■ **TASK TO COMPLETE**
Filter the records below, keeping only lines with the string "speed".

■ **RECORDS**
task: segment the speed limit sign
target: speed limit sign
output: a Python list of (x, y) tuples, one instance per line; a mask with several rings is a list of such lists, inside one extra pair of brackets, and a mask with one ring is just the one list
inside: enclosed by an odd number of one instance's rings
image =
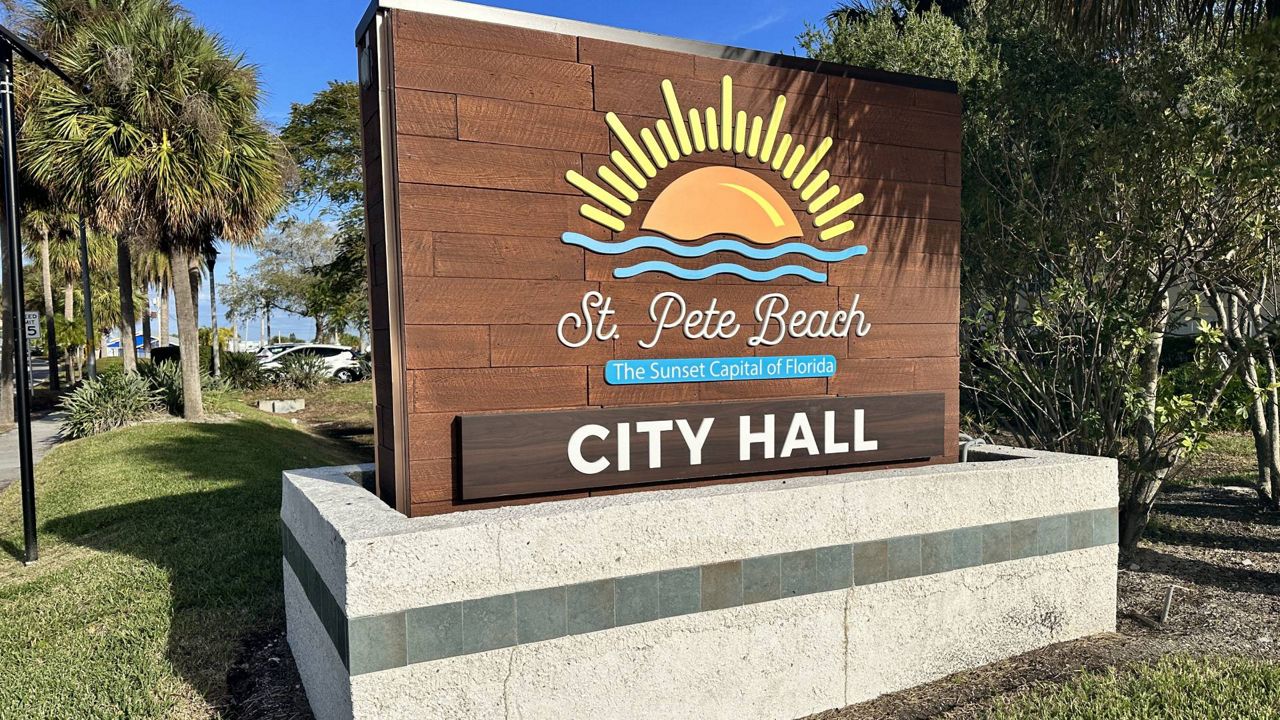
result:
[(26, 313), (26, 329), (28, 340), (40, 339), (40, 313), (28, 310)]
---
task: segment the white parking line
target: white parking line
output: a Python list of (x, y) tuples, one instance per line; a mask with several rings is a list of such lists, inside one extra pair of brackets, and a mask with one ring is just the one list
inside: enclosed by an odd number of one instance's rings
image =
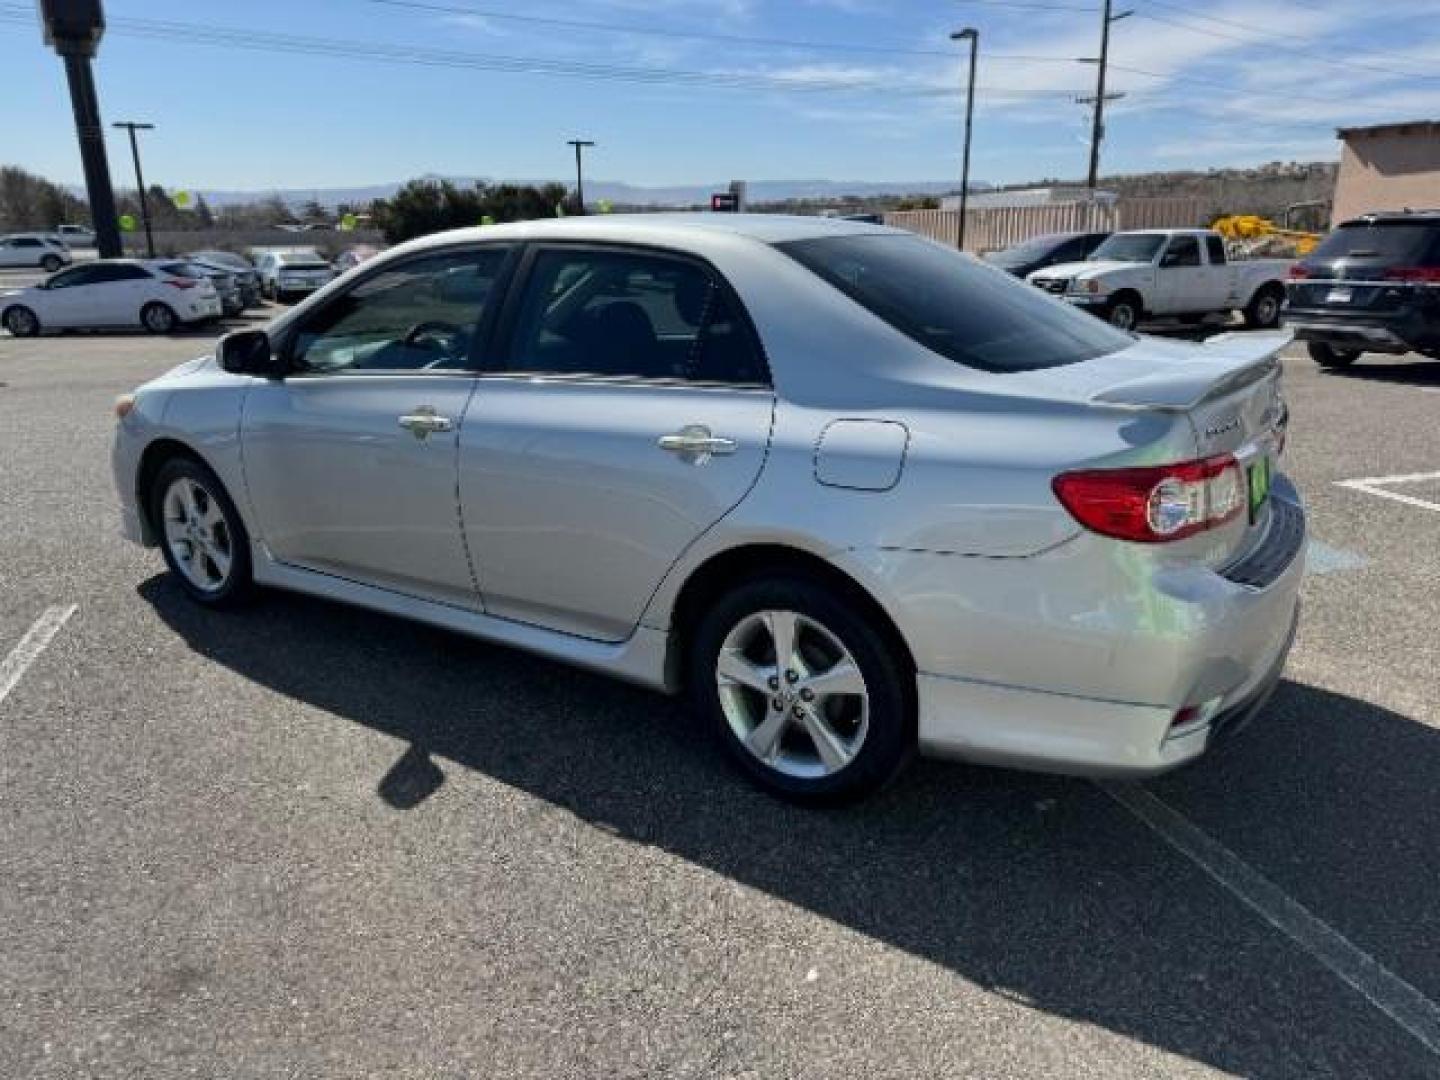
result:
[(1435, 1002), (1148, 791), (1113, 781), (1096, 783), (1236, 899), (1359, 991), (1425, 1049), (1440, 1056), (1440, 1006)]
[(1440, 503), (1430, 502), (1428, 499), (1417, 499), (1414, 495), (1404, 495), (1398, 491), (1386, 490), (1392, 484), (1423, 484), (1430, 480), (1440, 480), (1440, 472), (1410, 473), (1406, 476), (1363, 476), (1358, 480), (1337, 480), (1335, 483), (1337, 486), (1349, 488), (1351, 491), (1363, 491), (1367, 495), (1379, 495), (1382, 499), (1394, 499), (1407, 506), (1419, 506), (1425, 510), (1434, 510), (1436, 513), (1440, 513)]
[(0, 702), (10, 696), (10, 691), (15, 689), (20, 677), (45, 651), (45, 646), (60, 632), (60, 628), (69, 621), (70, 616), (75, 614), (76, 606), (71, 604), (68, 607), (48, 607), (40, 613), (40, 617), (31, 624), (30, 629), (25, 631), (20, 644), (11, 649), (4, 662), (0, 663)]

■ **EXERCISE SOLUTION**
task: segment the speed limit sign
target: speed limit sign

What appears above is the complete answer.